## TASK TO COMPLETE
Which of the lines in the data below contain the string "goalkeeper"? Copy each of them.
++++ RECORDED DATA ++++
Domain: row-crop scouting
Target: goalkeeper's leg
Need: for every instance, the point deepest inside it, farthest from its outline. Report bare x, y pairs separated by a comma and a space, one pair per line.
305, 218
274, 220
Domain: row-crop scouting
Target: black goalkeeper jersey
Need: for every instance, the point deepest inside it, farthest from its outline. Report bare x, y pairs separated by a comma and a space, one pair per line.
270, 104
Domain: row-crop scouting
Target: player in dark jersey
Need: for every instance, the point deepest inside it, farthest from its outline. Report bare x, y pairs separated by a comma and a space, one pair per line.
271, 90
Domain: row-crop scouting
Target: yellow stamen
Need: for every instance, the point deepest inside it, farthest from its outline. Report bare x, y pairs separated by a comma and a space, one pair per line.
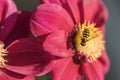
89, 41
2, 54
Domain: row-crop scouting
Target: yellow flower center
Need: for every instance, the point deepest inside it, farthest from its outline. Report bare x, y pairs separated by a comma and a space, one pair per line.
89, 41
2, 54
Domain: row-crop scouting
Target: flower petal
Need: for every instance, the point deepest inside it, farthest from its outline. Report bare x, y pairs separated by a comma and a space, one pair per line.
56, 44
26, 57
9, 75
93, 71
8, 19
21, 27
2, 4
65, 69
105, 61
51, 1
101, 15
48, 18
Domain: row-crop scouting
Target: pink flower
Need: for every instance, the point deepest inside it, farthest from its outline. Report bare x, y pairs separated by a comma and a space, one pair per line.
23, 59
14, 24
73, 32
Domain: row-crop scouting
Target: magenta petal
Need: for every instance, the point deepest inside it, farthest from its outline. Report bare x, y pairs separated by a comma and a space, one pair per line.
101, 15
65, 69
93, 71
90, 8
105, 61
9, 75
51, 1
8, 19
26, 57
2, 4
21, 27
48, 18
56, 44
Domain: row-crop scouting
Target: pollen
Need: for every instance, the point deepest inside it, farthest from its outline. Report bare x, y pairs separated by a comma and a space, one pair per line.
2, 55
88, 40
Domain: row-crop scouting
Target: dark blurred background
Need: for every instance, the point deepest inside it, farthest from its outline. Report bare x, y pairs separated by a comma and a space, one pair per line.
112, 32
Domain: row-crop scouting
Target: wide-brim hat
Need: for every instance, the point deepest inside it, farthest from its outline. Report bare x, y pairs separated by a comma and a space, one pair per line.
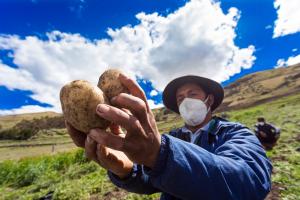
++++
## TASK RESULT
Target: goalkeeper's leg
Target: black goalkeeper jersey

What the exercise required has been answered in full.